>> BEGIN Extracted information

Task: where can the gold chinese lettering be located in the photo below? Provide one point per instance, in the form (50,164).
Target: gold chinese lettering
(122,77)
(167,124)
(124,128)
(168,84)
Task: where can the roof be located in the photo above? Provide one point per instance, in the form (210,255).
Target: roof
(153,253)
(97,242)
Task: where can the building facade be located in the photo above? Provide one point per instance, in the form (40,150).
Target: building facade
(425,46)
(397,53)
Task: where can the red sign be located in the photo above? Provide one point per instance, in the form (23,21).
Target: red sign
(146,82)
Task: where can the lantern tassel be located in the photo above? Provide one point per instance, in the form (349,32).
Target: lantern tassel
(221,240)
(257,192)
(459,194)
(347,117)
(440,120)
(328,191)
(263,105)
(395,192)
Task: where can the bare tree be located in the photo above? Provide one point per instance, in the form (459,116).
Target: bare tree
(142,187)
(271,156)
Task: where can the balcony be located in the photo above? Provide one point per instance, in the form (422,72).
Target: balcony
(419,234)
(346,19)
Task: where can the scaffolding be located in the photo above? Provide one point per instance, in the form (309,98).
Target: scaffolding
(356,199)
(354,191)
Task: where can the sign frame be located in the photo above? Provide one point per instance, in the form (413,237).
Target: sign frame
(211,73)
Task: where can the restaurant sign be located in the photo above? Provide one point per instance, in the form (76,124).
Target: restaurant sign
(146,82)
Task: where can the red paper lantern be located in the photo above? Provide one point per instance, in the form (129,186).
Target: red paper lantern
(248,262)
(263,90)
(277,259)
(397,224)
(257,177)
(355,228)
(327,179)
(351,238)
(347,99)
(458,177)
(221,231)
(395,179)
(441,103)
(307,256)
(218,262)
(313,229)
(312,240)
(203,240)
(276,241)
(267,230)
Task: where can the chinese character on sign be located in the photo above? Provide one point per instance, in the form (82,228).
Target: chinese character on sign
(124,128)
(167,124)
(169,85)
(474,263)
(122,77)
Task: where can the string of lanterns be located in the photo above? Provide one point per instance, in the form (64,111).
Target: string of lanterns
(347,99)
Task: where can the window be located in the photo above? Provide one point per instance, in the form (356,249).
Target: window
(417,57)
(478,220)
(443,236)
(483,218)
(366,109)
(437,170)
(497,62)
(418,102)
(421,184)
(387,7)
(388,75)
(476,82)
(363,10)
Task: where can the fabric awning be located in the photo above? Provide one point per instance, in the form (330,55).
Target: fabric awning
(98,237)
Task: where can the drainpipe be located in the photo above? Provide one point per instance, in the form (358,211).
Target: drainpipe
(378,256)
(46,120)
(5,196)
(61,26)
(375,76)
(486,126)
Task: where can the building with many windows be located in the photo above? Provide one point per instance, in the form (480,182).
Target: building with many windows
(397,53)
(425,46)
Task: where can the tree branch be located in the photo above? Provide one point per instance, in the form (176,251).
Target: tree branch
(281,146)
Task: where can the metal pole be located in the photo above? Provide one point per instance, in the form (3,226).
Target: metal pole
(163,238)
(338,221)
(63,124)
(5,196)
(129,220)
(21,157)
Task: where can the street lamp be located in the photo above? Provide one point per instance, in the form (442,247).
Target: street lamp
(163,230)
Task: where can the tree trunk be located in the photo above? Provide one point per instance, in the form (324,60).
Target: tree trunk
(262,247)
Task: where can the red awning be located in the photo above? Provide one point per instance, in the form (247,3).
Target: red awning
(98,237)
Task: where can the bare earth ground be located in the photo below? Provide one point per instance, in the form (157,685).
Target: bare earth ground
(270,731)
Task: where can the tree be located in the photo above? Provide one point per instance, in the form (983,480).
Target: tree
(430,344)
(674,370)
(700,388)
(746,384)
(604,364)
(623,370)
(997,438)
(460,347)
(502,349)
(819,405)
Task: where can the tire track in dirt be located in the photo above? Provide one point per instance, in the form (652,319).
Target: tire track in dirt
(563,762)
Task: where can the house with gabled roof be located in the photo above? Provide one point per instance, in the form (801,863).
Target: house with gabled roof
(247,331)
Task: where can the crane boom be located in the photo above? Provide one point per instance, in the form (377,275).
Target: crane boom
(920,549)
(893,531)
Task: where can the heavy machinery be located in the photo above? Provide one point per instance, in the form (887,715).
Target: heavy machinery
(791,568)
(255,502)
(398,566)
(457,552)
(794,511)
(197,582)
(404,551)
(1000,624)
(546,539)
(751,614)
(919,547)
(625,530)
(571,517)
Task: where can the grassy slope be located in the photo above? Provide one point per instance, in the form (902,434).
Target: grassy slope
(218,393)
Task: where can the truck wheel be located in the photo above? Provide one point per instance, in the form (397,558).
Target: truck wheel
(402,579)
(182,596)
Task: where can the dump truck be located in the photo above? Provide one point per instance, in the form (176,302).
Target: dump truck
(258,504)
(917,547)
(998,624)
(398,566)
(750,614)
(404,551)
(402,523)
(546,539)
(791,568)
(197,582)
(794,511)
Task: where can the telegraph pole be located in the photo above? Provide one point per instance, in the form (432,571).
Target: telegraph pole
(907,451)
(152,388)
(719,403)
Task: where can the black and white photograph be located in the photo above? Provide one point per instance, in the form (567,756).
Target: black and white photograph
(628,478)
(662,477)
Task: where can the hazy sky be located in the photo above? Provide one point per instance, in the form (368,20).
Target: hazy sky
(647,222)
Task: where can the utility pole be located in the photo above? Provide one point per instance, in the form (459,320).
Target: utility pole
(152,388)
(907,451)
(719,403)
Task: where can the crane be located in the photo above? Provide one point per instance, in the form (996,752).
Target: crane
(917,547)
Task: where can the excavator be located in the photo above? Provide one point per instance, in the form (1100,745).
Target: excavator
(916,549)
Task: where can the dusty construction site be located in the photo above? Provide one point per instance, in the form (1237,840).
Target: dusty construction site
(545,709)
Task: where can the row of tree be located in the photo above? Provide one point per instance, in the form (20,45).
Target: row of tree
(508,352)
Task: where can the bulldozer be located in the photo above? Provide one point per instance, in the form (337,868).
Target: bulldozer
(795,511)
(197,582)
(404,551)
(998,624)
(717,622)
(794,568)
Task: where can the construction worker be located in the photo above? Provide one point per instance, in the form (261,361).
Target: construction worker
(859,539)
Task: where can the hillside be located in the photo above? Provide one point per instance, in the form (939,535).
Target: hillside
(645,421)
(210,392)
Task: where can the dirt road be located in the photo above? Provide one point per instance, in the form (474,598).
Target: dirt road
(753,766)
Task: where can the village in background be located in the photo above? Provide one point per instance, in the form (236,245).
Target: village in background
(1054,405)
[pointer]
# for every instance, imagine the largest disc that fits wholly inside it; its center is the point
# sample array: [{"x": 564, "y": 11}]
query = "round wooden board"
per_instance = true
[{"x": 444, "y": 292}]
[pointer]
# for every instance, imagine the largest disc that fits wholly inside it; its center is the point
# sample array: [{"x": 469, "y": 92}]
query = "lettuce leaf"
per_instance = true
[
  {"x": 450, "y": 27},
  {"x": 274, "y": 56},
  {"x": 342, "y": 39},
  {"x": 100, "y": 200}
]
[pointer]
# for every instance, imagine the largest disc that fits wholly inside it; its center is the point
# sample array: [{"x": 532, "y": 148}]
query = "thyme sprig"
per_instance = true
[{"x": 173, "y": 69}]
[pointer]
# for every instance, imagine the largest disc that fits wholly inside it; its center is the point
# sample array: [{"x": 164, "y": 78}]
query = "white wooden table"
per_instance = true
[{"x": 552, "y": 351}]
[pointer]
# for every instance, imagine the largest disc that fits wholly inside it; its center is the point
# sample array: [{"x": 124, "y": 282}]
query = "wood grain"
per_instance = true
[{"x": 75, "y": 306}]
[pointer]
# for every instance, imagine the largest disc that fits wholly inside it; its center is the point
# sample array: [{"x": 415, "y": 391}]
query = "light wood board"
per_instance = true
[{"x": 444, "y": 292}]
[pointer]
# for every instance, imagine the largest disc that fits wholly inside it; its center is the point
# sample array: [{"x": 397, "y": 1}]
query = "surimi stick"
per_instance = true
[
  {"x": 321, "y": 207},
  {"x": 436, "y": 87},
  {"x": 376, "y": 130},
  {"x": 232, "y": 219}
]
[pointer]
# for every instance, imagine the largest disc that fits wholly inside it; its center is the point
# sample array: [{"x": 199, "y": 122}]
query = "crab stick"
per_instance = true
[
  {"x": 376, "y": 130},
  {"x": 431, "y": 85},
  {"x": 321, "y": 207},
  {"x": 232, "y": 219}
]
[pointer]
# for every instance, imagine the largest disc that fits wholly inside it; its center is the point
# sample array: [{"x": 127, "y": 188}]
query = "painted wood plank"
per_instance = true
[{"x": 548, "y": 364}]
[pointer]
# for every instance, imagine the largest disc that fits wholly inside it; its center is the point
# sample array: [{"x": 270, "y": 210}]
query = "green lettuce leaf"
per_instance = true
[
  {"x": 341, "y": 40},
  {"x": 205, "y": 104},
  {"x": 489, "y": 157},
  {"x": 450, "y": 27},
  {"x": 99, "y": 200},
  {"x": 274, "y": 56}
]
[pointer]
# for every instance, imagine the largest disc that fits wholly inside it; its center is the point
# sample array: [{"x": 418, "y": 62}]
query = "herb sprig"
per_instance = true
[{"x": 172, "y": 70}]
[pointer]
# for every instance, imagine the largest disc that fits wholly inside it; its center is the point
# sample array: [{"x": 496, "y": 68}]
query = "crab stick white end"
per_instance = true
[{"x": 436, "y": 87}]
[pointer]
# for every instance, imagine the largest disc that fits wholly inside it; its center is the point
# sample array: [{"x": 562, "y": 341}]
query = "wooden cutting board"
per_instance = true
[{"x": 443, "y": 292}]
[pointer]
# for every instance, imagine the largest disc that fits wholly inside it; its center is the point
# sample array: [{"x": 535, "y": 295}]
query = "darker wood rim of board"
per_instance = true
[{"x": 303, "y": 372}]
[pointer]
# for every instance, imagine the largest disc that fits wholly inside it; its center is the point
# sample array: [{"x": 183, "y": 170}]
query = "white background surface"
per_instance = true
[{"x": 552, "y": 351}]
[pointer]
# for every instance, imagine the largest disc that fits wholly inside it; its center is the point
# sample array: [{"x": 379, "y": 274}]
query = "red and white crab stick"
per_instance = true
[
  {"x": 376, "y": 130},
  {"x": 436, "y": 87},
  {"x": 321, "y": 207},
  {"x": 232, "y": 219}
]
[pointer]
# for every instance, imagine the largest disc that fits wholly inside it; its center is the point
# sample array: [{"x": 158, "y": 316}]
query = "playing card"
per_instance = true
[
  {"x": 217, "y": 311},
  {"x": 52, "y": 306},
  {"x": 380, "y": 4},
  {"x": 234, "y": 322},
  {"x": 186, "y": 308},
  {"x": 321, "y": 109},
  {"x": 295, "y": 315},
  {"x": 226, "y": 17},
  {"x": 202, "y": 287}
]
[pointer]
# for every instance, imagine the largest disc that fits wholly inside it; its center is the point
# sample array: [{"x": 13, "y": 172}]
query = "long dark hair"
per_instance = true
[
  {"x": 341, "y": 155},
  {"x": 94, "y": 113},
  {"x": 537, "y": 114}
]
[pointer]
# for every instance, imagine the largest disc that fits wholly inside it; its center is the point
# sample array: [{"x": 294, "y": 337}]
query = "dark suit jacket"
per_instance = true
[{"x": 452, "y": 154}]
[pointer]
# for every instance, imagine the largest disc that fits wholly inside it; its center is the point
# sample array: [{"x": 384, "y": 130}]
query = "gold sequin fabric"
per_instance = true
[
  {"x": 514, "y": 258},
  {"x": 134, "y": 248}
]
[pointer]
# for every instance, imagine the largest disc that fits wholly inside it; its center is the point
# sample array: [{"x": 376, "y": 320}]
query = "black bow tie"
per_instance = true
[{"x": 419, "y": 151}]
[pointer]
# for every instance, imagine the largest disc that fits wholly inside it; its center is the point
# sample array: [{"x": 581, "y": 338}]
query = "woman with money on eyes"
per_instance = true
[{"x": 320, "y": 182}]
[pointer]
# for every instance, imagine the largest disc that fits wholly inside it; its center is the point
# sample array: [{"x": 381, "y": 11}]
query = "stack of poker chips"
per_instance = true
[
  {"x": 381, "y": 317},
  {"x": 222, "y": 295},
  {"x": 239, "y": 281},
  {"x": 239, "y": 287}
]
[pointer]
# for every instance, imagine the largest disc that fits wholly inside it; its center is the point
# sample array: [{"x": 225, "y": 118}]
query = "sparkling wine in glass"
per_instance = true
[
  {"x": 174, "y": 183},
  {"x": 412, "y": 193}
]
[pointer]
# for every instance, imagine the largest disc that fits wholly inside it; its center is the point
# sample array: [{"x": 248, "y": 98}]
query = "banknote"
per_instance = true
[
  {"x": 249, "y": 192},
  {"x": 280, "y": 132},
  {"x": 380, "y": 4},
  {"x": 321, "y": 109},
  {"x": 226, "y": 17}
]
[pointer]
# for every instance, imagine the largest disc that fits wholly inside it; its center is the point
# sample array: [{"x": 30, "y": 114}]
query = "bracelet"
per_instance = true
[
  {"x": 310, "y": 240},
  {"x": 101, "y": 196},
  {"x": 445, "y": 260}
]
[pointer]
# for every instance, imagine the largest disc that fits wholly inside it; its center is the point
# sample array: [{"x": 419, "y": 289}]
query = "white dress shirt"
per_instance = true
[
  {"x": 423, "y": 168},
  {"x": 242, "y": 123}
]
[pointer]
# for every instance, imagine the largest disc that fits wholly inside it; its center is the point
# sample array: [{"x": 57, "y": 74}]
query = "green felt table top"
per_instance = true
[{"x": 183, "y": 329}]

>> END Extracted information

Problem requirements
Count the lines of the material above that contain the word "balcony", and give only that number.

Response
2